Extract =>
STGuru User's Guide

8. Changing the Layout for STGuru with the Help of Profile Management Contents A.1 Accelerator Keys

9. Tools

9.1 Character Count, Word Count, Paragraph Count and Line Count for Text, File and Folder
    1) Counting text in edit area
    2) File/Folder Character/Word Counts
    3) Comparison between STGuru and MS Word on characters/word counts
9.2 Character Occurrences
9.3 Text Difference Check
9.4 Line Sorting

9.5 Redundant Line Management

9.6 Chinese-English Glossary Management - Merge, Split, Swap...
9.7 Chinese Characters to Decimal/Hexadecimal Unicode Codes
9.8 Page Cleaning
9.9 Term Management System

9.1 Character Count, Word Count, Paragraph Count and Line Count for Text, File and Folder

1) Counting text in edit area

You can click the "Word Count" command from under the Tools menu to count characters and words in the current edit area. If the currently active edit area is the upper area, the text in the upper area will be counted, otherwise, the text in the lower area will be counted. If some text in the current edit area is selected, STGuru will only count the selected text.

STGuru's statistics include:

1) File information: file path, file times (created, modified, accessed), key file attributes (read-only, hidden, archive, system);

2) Characters, words, paragraphs and lines: characters (all/ANSI = file/text size), characters (all/supporting double-byte characters), characters (no spaces), characters (with spaces), words (all), words (single-byte characters), words (double-byte characters), paragraphs (all non-blank paragraphs) and lines (all paragraphs, including blank lines).

When word counting is complete, you can click the "Text Report" button at the right bottom of the dialog box to read a statistics report in pure text.

2) File/Folder Character/Word Counts

You can find this function from the Tools menu.

When you click this command, a dialog box for file/folder counting will pop up. All recently counted files and folders will be displayed in the path list. If a path you selected or entered into the path edit box has been counted recently, its statistics will be displayed below automatically. The software keeps statistical information for recently counted paths. You can set the maximum number of paths in the path list and the maximum days within which statistics will be kept in the Options dialog box.

If the path you choose to count is a file, the file will be counted. If you choose to count a folder, all text files in this folder (including those in all levels of its subfolders) will be counted. STGuru will detect whether a file is a text file, and based on which, it counts text files and ignores non-text files.

The report of statistics as the result of the counting includes the language and code of each text file as well as its characters (all/ANSI = file/text size), characters (all/supporting double-byte characters), characters (no spaces), characters (with spaces), words (all), words (single-byte characters), words (double-byte characters), paragraphs (all non-blank paragraphs) and lines (all paragraphs, including blank lines) for each text file and, at last, their totals.

If a file is detected to be in Simplified Chinese or English, the statistics will be the same as those counted by Simplified Chinese version of MS Word, while if a file is in Traditional Chinese, the statistics will be the same as those counted by Traditional Chinese version of MS Word. If the product fails to detect the code (such as when the file is in Traditional Chinese, but in the code GBK, or when different codes exist in the same file, sometimes the product may have trouble detecting the code), the file will be counted as if it is in Simplified Chinese (GBK).

If the files you need to count are dispersed in different locations of the hard disk, you can copy them to one folder before counting.

Work instruction 1 => According to the STGuru guide, how is a file counted when the product can't detect its code, and what situations does the guide give where detection can fail?
Work instruction 2 =>
Does each statement agree with the STGuru guide? Answer yes or no for each, and quote the deciding words.
(a) If some text in the current edit area is selected, only that text is counted.
(b) Counting a folder covers only the files at its top level, not those in subfolders.
(c) When counting a folder, STGuru also counts files that are not text files.
Work instruction 3 =>
Answer these questions from the STGuru guide.
(a) Where is the "Text Report" button?
(b) In which dialog box can you set the maximum number of paths in the path list?
(c) Which version of MS Word gives the same statistics as STGuru for a file in Traditional Chinese?

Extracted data
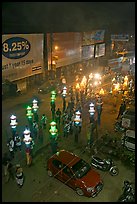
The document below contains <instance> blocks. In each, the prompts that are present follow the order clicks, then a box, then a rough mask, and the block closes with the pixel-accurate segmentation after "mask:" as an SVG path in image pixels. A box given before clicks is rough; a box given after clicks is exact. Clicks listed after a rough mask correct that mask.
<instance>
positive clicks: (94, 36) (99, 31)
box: [82, 30, 105, 45]
mask: <svg viewBox="0 0 137 204" xmlns="http://www.w3.org/2000/svg"><path fill="white" fill-rule="evenodd" d="M104 35H105V30H96V31H92V32H83V36H82V45H91V44H95V43H101V42H104Z"/></svg>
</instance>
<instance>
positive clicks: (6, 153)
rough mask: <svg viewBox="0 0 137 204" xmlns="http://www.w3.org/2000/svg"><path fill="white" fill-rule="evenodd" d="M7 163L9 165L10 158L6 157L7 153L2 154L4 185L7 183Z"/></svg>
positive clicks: (7, 175) (7, 154) (7, 177)
mask: <svg viewBox="0 0 137 204" xmlns="http://www.w3.org/2000/svg"><path fill="white" fill-rule="evenodd" d="M9 163H10V157H9V156H8V153H4V156H3V158H2V164H3V166H4V177H5V182H6V183H7V182H8V181H9V171H8V165H9Z"/></svg>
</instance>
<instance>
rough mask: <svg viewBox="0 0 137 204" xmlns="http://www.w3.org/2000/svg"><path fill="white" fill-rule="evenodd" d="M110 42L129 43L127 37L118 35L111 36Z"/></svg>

Written reply 1 => The file is counted as if it were in Simplified Chinese (GBK). The guide says detection can fail when a file is in Traditional Chinese but uses the GBK code, or when different codes exist in the same file.

Written reply 2 =>
(a) Yes: "If some text in the current edit area is selected, STGuru will only count the selected text."
(b) No: "all text files in this folder (including those in all levels of its subfolders) will be counted."
(c) No: "it counts text files and ignores non-text files."

Written reply 3 =>
(a) At the right bottom of the dialog box.
(b) The Options dialog box.
(c) The Traditional Chinese version of MS Word.